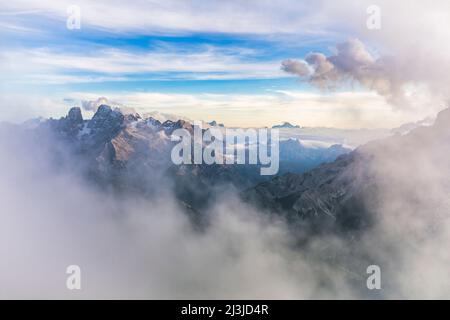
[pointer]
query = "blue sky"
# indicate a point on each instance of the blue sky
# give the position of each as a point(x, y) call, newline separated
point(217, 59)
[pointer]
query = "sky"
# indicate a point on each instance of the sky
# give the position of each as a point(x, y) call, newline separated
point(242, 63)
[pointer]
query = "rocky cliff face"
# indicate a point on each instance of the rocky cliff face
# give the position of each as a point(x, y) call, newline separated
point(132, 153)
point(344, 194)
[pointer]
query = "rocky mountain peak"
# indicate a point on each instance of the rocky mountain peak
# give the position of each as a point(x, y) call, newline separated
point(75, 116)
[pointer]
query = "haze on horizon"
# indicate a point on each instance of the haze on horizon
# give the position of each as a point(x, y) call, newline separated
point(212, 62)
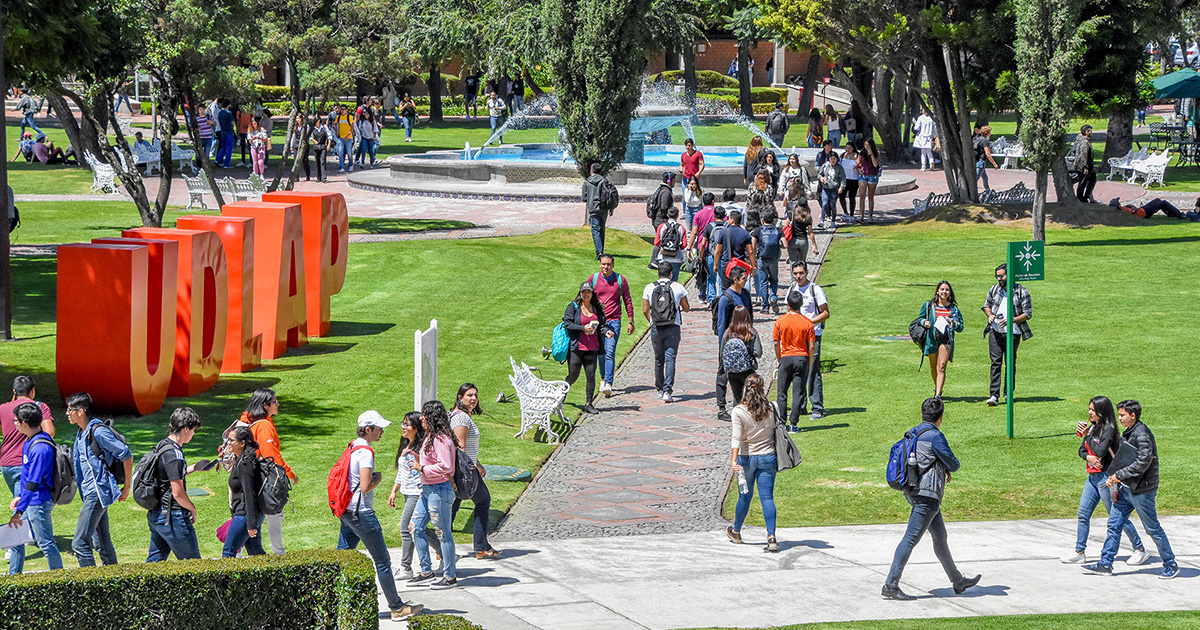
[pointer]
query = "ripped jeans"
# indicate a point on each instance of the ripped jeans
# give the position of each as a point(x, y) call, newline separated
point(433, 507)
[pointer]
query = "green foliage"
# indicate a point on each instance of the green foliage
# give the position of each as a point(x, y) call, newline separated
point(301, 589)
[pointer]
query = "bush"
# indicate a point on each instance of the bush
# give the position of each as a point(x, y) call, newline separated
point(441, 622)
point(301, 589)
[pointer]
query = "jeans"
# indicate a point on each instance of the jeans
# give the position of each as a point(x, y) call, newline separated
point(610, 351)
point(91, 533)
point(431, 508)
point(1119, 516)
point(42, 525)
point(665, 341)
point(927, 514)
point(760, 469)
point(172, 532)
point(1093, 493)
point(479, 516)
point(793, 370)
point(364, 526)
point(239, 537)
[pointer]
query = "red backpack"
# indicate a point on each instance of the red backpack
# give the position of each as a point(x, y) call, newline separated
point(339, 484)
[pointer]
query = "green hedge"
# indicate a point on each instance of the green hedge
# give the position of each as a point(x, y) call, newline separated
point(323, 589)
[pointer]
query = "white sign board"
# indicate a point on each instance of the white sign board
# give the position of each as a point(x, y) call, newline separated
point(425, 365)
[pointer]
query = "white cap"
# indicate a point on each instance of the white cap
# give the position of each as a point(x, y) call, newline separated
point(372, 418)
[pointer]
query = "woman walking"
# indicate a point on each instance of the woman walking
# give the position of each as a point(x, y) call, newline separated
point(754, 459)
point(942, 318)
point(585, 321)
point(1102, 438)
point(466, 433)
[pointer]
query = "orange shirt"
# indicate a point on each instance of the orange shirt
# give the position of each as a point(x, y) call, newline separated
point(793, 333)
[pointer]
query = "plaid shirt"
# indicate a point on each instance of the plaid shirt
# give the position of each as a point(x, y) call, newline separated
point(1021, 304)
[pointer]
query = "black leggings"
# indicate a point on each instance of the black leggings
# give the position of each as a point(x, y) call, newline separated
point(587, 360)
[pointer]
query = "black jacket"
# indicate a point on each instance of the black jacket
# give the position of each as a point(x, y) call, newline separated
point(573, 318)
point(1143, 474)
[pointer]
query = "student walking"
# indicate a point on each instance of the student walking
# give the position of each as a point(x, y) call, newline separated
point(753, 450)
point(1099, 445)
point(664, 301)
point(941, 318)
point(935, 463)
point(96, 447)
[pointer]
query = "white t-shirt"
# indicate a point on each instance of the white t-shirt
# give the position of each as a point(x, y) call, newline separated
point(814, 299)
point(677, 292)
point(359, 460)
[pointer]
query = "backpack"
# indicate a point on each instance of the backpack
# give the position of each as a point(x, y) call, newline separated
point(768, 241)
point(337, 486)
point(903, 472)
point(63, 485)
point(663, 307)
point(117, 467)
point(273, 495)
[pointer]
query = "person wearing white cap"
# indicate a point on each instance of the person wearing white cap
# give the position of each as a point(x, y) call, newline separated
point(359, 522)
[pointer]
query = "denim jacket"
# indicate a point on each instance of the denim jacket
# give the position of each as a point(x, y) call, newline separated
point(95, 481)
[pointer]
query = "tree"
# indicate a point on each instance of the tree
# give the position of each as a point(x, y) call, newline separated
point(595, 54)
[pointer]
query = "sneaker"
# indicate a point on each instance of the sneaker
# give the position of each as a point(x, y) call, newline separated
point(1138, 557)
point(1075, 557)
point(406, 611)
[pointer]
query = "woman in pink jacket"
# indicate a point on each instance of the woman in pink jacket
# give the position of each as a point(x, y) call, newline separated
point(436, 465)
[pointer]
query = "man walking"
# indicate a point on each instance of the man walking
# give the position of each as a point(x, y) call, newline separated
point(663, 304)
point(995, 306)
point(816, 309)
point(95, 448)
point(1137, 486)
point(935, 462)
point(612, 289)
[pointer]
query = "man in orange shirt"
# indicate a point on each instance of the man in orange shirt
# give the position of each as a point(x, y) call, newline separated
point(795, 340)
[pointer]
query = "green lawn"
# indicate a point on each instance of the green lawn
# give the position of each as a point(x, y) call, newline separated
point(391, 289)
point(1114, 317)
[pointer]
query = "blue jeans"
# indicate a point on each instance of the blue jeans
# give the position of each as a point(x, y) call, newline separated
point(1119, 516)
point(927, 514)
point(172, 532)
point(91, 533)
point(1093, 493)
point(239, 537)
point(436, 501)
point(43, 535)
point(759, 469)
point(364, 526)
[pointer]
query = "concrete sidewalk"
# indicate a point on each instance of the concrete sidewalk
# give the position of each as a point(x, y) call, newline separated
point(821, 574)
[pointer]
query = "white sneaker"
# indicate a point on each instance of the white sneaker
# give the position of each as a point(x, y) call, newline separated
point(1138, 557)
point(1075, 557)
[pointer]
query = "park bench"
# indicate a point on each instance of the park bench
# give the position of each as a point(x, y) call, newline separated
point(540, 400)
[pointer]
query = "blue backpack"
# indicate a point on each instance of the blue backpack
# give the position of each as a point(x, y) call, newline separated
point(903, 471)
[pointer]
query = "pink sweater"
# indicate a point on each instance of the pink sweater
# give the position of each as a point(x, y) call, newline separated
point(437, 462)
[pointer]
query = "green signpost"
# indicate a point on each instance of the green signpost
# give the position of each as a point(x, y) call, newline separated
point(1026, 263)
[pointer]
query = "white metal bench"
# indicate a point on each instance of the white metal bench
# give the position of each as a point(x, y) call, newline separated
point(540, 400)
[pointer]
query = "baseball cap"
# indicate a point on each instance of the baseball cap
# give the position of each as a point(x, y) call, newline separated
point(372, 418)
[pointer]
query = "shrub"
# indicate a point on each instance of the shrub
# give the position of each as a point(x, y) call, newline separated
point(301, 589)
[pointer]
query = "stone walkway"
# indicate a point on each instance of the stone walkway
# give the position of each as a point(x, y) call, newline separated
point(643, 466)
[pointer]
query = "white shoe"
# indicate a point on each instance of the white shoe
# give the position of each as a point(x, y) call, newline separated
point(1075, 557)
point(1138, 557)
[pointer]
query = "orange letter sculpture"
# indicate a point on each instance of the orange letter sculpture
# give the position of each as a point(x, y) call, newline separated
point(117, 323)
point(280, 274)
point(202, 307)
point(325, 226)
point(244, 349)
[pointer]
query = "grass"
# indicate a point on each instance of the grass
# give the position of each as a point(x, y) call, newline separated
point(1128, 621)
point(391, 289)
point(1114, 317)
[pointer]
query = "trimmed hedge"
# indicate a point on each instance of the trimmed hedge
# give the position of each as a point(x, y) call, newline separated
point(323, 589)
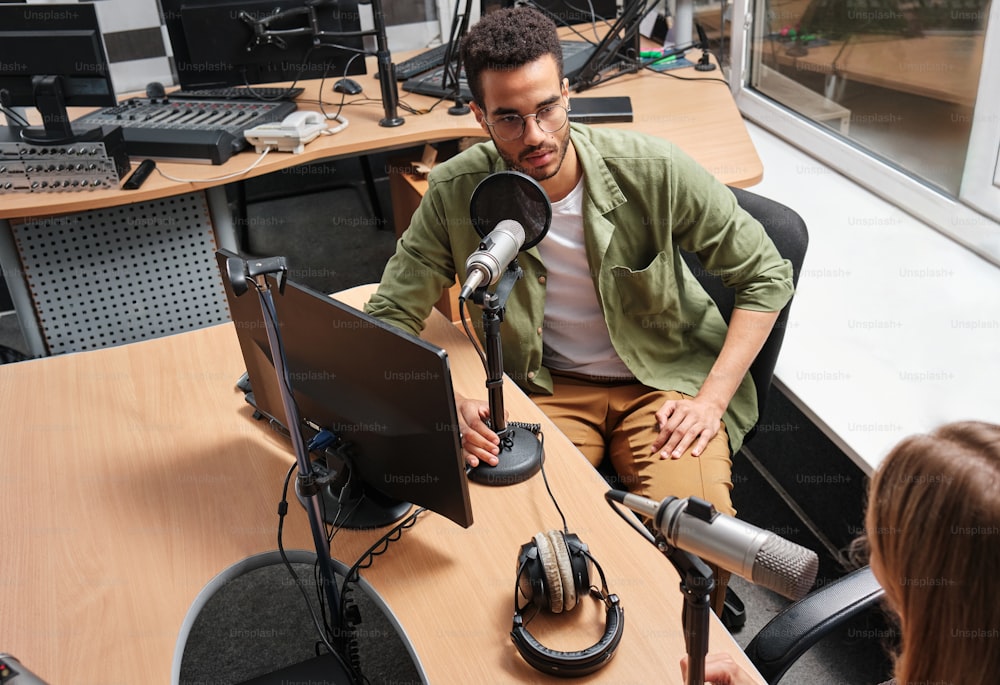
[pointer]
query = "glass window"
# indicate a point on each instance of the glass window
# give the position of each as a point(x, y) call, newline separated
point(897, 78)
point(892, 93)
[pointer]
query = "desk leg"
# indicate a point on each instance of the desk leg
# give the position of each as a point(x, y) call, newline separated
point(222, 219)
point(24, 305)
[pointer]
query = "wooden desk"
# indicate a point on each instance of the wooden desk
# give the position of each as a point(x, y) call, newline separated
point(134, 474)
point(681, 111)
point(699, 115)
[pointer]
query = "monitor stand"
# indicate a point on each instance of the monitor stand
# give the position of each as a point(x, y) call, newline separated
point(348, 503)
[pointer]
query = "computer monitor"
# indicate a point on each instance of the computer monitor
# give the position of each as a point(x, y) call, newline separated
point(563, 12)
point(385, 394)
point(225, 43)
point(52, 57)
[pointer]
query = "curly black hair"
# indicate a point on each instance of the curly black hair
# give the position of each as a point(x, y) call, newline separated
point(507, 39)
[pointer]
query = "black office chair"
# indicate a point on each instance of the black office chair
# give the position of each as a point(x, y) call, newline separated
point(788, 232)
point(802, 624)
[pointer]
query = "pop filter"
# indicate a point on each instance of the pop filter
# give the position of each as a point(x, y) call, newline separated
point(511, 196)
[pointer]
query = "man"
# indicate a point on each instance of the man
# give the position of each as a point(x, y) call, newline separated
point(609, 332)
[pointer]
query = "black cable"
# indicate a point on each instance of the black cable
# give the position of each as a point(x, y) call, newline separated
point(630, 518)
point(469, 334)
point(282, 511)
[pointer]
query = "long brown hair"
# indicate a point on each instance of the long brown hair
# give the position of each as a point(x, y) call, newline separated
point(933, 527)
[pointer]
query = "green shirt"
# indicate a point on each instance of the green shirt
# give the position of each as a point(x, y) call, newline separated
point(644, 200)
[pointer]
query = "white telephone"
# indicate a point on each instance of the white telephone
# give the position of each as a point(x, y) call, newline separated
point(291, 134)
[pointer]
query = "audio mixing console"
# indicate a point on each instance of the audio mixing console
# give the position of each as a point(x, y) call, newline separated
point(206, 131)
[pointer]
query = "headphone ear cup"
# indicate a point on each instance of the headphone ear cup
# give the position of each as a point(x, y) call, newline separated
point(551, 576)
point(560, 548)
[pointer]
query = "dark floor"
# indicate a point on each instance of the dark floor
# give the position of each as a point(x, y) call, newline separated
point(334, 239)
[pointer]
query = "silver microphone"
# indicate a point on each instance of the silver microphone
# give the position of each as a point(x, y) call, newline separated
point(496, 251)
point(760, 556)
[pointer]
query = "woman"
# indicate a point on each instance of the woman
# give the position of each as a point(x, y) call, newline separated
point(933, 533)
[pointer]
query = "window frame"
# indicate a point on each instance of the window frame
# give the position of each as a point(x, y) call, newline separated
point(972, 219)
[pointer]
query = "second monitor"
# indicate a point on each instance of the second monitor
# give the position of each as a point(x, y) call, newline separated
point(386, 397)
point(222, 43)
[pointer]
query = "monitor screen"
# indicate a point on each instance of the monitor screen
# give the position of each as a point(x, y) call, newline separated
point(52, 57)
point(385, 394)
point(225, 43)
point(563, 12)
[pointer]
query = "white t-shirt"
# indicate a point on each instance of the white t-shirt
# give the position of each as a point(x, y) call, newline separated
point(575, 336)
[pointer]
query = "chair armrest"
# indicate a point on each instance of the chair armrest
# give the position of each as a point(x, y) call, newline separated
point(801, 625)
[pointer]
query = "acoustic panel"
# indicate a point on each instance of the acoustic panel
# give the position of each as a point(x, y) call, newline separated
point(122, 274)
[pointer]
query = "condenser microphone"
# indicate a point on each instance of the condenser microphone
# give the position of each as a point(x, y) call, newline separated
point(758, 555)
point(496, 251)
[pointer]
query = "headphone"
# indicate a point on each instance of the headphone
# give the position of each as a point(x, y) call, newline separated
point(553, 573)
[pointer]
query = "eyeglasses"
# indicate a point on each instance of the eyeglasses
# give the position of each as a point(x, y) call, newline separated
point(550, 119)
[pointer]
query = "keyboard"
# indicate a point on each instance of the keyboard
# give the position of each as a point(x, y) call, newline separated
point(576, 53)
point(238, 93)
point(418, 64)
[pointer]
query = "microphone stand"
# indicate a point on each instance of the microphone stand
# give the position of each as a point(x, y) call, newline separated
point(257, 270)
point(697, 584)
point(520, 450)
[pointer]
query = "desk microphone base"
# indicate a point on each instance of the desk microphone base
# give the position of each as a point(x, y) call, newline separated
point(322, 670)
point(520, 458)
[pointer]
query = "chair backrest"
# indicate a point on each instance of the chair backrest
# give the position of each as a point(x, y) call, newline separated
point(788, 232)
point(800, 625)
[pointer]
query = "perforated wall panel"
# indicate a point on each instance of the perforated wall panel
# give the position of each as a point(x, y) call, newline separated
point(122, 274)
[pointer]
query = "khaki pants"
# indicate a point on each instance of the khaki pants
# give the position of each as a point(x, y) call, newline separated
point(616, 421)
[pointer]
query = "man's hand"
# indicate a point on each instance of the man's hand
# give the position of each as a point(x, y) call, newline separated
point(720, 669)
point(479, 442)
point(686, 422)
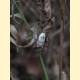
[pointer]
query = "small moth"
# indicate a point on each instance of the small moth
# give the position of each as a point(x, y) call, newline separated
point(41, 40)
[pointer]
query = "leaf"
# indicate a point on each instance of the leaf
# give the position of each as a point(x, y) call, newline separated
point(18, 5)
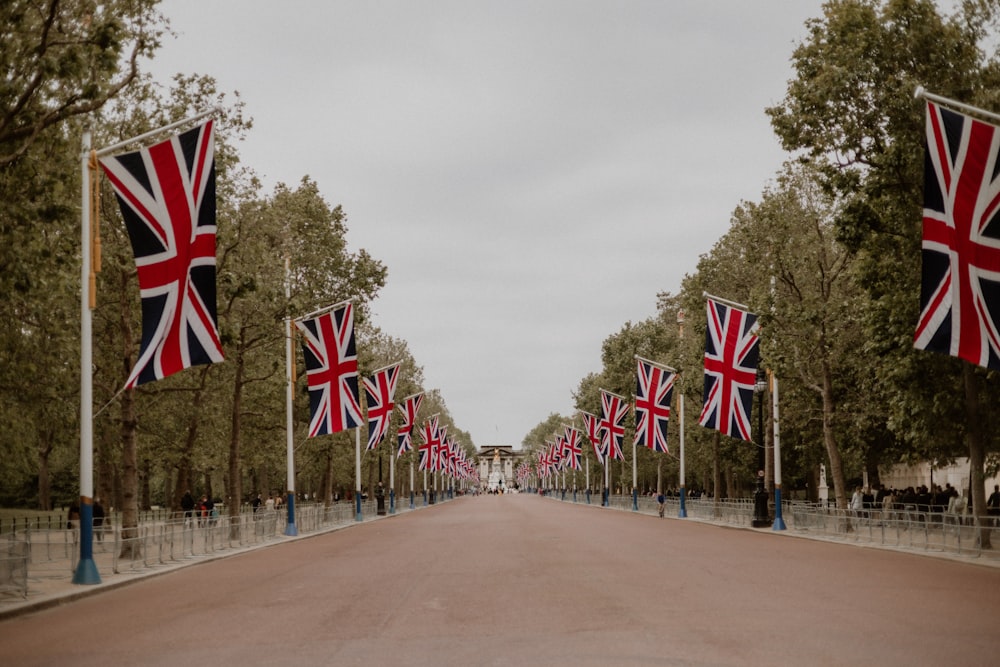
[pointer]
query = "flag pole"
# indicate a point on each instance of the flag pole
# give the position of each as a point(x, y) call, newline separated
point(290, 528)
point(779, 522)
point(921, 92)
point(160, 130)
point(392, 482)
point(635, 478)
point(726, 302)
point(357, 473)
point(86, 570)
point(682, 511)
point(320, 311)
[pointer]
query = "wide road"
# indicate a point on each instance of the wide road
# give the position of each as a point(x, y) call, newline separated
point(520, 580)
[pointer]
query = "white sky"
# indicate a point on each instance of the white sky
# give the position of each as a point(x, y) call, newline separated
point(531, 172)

------------------------------------

Exercise :: The number of lines in the data that hold "sidewalk" is all that should be given.

The completed task :: 2